── Provided text
19.2 • Preparing Aldehydes and Ketones
Perhaps the best method of aldehyde synthesis is by oxidation of a primary alcohol, as we saw in Section 17.7. The reaction is usually carried out using the Dess–Martin periodinane reagent in dichloromethane solvent at room temperature:
Another method of aldehyde synthesis is one that we’ll mention here just briefly and then return to in Section 21.6. Certain carboxylic acid derivatives can be partially reduced to yield aldehydes. The partial reduction of an ester by diisobutylaluminum hydride (DIBAH, or DIBAL-H), for instance, is an important laboratory-scale method of aldehyde synthesis, and mechanistically related processes also occur in biological pathways. The reaction is normally carried out at –78 °C (dry-ice temperature) in toluene solution.
For the most part, methods of ketone synthesis are similar to those for aldehydes. Secondary alcohols are oxidized by a variety of reagents to give ketones (Section 17.7). The choice of oxidant depends on such factors as reaction scale, cost, and acid or base sensitivity of the alcohol. The Dess–Martin periodinane is a common choice although chromic acid (H2CrO4) was frequently used in older work.
────
# Things to do
• A. In the text on preparing aldehydes and ketones, at what temperature is the partial reduction of an ester by DIBAH normally carried out?
• B. Transcribe the part of the text on preparing aldehydes and ketones that opens with the words containing "For the most" and closes with "in older work.".
── Extracted entries
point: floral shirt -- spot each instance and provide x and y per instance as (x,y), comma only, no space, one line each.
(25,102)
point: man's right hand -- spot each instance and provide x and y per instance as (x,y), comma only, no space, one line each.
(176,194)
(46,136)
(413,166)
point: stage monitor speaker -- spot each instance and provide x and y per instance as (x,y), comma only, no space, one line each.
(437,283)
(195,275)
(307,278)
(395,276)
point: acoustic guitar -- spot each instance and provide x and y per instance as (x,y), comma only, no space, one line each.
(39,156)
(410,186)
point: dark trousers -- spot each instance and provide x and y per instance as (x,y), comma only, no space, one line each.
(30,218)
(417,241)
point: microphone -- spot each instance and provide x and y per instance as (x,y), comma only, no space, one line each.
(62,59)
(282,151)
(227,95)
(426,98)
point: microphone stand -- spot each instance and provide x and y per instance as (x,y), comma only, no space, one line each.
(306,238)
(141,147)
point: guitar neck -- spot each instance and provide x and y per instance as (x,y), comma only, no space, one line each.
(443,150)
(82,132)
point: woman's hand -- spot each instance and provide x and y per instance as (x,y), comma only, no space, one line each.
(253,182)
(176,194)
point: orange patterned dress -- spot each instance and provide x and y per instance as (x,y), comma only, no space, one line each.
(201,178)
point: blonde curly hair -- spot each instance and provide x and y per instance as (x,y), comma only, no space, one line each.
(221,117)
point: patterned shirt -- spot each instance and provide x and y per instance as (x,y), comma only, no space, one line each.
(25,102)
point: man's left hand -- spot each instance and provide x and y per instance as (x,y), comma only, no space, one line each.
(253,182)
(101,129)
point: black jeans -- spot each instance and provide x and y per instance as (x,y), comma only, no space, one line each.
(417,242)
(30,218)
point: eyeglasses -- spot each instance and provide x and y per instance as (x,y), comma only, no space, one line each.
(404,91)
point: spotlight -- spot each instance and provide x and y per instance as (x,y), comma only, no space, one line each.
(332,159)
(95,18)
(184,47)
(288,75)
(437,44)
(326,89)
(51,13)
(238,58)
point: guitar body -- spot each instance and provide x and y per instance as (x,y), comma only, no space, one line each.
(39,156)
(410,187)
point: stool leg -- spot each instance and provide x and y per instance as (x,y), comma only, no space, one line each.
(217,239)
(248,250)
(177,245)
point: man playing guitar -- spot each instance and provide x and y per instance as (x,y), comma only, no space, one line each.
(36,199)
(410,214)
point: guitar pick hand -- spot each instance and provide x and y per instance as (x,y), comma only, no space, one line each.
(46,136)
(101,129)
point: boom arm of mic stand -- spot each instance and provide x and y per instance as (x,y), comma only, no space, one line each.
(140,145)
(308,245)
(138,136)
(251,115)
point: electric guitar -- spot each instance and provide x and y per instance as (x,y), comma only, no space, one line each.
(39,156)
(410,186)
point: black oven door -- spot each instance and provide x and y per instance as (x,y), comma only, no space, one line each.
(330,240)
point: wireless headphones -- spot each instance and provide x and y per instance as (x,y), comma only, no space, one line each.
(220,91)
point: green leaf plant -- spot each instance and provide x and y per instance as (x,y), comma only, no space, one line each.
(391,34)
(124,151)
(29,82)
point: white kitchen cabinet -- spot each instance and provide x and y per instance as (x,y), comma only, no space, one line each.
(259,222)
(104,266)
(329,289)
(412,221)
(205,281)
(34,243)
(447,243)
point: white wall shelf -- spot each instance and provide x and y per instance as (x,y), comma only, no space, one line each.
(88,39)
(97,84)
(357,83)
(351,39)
────
# Replies
• A. At –78 °C (dry-ice temperature).

• B.
For the most part, methods of ketone synthesis are similar to those for aldehydes. Secondary alcohols are oxidized by a variety of reagents to give ketones (Section 17.7). The choice of oxidant depends on such factors as reaction scale, cost, and acid or base sensitivity of the alcohol. The Dess–Martin periodinane is a common choice although chromic acid (H2CrO4) was frequently used in older work.